Progressive Template Contamination Study
=========================================

This page validates that ``sys_mapping`` correctly identifies *which* templates
carry systematic contamination, and *which model* (additive, multiplicative, or
combined) is needed, even when only a subset of the available templates are
contaminated.

Motivation
----------

In practice, a systematic map set may contain many templates but only a few
carry real contamination.  This study answers:

1. **Template localisation** — does the algorithm assign high S/N only to the
   contaminated templates and low S/N to the clean ones?

2. **Model selection** — does the LRT correctly prefer the additive model when
   contamination is purely additive (:math:`b_i = 0`), and reject it in favour
   of the combined model when multiplicative contamination is present?

= = = =

DIRECTIONS:
[a] Reproduce the entries, everything from the line containing "of the courthouse" down to the end of the entries, keeping every line and not only the answers. Shift each x and y coordinate in the answers by adding 33, and leave the pictures out.
[b] Carry on the page about the progressive template contamination study from where it stops.

= = = =

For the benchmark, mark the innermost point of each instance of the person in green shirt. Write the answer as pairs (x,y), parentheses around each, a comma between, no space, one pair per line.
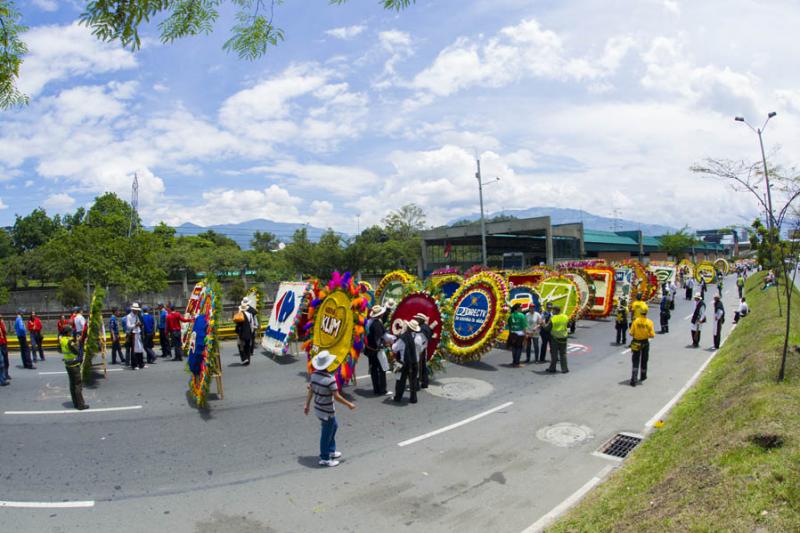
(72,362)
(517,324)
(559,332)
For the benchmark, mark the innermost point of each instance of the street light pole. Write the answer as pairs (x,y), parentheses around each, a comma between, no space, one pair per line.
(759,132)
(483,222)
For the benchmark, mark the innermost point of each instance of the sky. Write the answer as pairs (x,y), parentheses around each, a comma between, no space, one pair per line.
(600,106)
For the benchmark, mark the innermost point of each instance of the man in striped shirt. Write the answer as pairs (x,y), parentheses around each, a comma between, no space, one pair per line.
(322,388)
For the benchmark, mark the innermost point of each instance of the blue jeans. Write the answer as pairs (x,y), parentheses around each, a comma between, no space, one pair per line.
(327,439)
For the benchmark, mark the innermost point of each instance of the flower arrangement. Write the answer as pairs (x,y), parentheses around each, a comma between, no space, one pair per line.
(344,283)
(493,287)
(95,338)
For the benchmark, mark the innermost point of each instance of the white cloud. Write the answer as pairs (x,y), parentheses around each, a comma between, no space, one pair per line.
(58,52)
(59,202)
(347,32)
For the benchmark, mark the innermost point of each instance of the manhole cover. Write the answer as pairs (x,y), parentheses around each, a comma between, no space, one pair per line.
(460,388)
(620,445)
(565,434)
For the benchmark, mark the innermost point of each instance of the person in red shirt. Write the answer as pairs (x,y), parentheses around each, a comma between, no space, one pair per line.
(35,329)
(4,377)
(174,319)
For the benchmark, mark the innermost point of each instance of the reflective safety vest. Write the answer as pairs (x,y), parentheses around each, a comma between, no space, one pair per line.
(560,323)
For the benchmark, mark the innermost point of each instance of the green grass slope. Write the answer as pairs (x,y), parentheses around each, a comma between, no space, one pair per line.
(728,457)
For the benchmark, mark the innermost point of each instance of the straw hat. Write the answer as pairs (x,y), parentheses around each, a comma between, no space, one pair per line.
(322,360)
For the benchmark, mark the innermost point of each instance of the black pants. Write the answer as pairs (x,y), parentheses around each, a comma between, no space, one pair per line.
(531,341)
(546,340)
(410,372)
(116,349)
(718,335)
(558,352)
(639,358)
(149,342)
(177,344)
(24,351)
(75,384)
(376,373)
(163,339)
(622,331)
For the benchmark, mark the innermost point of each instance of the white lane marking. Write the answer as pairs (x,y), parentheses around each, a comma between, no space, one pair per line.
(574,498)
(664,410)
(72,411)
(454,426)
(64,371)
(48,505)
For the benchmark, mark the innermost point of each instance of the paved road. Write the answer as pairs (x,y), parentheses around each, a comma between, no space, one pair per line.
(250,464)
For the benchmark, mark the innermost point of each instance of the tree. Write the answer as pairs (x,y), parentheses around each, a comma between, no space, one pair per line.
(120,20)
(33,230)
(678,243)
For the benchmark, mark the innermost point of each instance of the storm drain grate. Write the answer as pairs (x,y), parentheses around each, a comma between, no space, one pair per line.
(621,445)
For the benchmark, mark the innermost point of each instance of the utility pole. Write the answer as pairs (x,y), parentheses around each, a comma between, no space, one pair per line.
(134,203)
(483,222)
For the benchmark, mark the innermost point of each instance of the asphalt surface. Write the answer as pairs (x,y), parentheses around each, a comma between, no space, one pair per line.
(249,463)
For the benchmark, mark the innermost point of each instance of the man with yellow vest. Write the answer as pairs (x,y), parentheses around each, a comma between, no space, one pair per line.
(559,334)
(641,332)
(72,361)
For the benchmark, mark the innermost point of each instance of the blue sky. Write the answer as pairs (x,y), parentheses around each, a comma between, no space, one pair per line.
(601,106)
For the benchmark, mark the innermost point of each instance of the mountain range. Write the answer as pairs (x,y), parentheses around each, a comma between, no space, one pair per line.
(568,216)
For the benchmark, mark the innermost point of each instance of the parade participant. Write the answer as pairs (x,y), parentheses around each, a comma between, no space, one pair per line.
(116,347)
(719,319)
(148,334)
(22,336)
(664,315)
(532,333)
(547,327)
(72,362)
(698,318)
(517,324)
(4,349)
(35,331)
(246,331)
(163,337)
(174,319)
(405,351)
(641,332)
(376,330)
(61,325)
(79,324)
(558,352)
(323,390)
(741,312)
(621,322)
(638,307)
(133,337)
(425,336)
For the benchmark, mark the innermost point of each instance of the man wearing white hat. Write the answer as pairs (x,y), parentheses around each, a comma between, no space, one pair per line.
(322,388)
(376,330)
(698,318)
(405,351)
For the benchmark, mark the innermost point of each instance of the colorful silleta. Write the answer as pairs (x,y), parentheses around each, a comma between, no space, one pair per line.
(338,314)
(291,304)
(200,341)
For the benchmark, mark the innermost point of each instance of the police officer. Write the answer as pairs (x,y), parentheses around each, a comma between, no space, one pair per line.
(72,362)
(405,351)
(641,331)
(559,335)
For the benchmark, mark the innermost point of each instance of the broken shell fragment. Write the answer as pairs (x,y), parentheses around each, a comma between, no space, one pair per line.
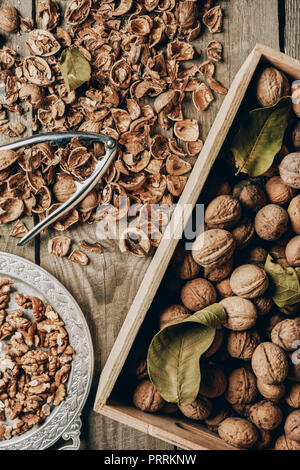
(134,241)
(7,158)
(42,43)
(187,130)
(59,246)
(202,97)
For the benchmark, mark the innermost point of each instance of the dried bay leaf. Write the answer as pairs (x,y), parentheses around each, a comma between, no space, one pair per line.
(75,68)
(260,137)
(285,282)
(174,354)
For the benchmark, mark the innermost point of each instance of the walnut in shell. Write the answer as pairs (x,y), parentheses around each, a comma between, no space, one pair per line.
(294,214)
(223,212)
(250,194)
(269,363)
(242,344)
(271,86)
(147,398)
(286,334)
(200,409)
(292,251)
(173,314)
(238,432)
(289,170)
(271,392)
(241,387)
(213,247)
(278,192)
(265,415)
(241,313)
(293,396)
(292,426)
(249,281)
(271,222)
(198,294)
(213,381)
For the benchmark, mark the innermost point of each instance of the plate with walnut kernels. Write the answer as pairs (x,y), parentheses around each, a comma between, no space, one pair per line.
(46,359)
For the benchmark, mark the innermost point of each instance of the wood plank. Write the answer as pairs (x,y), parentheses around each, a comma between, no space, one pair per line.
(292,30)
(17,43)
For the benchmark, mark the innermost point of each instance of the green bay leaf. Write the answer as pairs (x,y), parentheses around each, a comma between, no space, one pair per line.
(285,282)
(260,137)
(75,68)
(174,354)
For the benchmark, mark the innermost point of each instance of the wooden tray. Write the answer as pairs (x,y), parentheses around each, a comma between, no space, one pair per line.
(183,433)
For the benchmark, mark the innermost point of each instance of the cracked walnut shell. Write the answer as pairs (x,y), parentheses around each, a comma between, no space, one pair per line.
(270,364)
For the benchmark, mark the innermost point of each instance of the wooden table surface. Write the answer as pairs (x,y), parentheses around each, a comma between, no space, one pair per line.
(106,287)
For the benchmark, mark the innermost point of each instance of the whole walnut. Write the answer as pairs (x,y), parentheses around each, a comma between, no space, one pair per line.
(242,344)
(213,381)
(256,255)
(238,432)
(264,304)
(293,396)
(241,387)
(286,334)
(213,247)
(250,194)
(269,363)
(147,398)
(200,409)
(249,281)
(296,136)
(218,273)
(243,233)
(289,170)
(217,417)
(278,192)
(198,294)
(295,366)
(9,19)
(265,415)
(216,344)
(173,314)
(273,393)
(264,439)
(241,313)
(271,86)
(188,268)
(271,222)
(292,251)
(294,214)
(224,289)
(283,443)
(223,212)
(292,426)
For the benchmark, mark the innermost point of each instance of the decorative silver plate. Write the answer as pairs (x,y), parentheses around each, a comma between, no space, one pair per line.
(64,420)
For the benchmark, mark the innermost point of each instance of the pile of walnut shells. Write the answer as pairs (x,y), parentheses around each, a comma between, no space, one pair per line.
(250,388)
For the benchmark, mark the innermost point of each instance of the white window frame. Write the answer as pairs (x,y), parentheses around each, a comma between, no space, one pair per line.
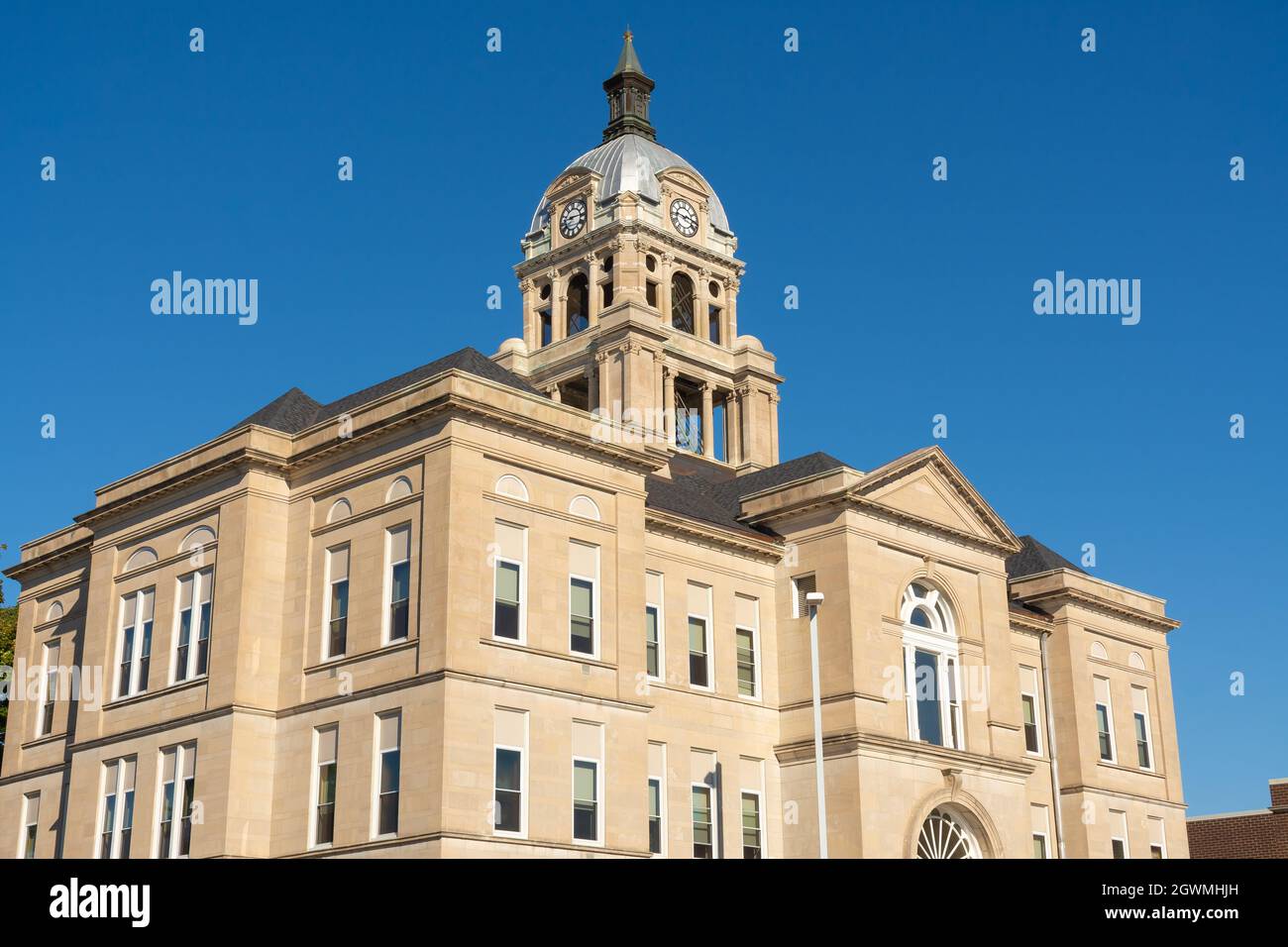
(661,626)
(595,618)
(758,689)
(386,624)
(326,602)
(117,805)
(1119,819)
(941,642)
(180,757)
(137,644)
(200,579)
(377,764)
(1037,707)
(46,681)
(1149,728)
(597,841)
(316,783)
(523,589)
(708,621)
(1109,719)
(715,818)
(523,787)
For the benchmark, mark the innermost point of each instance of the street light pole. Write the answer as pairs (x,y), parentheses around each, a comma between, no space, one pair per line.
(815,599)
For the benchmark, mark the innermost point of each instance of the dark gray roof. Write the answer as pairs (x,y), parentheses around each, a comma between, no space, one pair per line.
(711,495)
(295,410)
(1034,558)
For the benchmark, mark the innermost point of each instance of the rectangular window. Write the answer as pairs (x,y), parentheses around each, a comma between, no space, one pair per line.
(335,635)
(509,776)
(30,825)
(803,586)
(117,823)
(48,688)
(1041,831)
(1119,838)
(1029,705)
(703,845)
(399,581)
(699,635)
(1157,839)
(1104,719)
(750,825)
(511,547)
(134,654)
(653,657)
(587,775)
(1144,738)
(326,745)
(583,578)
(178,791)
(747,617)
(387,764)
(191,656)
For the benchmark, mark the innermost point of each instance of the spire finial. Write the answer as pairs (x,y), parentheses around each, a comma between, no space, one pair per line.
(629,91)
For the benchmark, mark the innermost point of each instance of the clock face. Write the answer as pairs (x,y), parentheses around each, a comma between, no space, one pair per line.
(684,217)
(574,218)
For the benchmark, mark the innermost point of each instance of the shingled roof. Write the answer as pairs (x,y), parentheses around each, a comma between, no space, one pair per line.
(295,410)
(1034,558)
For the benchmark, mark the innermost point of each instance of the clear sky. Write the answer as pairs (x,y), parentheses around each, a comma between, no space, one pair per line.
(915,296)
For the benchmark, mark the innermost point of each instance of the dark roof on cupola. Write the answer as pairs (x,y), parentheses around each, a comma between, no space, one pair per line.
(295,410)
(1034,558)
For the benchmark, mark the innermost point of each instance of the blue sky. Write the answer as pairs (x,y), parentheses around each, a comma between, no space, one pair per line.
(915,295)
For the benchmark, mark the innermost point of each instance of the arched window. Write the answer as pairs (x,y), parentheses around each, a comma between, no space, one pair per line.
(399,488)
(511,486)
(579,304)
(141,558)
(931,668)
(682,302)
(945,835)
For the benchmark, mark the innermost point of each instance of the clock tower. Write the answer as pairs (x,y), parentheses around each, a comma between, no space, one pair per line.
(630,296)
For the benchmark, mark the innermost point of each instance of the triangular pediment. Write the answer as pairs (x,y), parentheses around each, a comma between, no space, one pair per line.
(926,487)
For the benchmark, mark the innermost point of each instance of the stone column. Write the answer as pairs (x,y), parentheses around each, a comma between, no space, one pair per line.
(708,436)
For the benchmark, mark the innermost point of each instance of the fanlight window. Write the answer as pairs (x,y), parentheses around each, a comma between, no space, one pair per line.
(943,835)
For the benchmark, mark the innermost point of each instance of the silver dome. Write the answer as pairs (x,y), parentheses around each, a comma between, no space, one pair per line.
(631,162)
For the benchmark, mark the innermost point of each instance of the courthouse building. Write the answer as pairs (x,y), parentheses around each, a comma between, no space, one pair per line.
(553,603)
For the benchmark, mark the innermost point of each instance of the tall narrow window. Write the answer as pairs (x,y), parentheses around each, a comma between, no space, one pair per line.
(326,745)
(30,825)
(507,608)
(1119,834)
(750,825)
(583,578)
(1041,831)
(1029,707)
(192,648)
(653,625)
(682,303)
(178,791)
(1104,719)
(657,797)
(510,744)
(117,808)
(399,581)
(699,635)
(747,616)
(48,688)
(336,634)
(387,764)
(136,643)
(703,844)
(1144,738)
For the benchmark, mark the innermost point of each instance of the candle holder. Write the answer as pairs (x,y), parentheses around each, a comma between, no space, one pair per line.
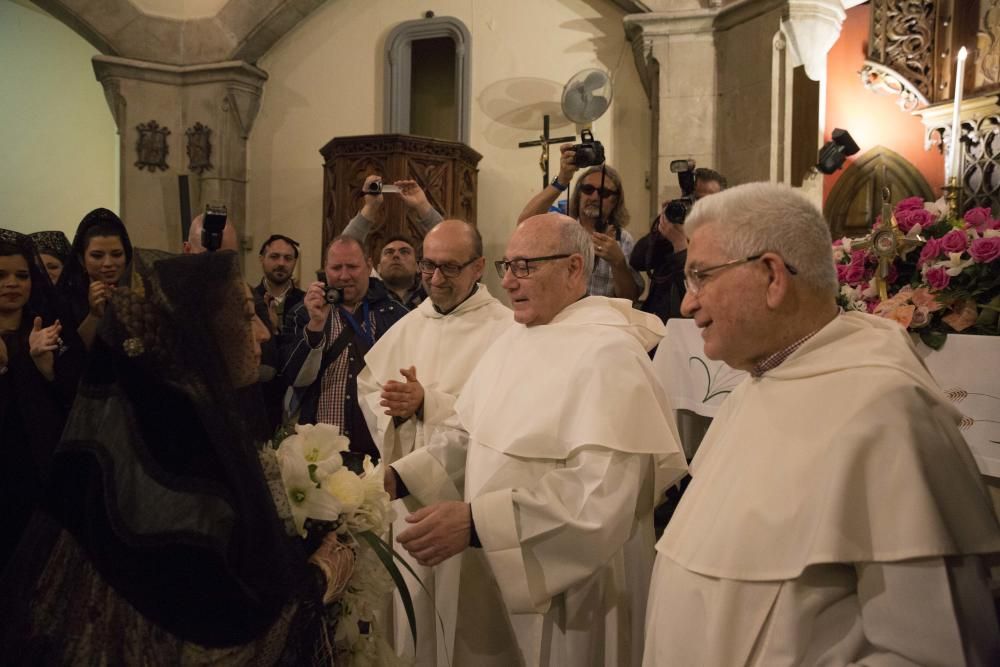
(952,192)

= = = =

ANSWERS FOR THE TASKS:
[a]
For the benchmark, mark the innermost point of each instance of the courthouse building. Write the answer as pairs (x,y), parentheses around each, a comma between, no space, one pair per line.
(586,636)
For the benchmark, mark the innermost point of each instance of the tall narrow window. Write the answer as pairs (x,y), parentheses around each, a comma between, no space, one pair per line.
(359,778)
(63,858)
(540,641)
(1152,867)
(783,858)
(616,611)
(1074,864)
(1062,740)
(225,681)
(686,658)
(715,336)
(211,824)
(1137,752)
(690,830)
(543,777)
(150,841)
(432,614)
(732,668)
(780,649)
(81,721)
(369,667)
(420,797)
(169,676)
(736,877)
(1177,771)
For the benchmark, mark the innermost point of each instance of the candle holder. Write the answer as pairs (x,y), parentheses around each, a comma between, no space, one pair per line.
(985,225)

[b]
Experimental design
-------------------

.. list-table::
   :widths: 30 70
   :header-rows: 1

   * - Parameter
     - Value
   * - NSIDE
     - 32  (pixel area ≈ 3.4 deg²; ~8 064 unmasked pixels)
   * - Total systematic templates
     - 4 (``synth_0`` … ``synth_3``)
   * - Contaminated templates :math:`k`
     - 1, 2, 3  (always the *first* k templates: ``synth_0`` … ``synth_{k-1}``)
   * - Uncontaminated templates
     - ``synth_k`` … ``synth_3``  (a_true = b_true = 0)
   * - Contamination modes
     - ``additive``  — :math:`a_i^{\rm true} \sim \mathcal{N}(0, 0.15)`, :math:`b_i^{\rm true} = 0`
   * -
     - ``multiplicative``  — :math:`a_i^{\rm true} = 0`, :math:`b_i^{\rm true} \sim \mathcal{N}(0, 0.15)`
   * -
     - ``combined``  — :math:`a_i^{\rm true}, b_i^{\rm true} \sim \mathcal{N}(0, 0.15)`
   * - Mocks per (k, mode) cell
     - 5
   * - Total MCMC runs
     - 3 × 3 × 5 × 2 = 90 (both additive and combined models per mock)
   * - MCMC walkers / steps / burn-in
     - (script defaults: 110 / 400 / 80)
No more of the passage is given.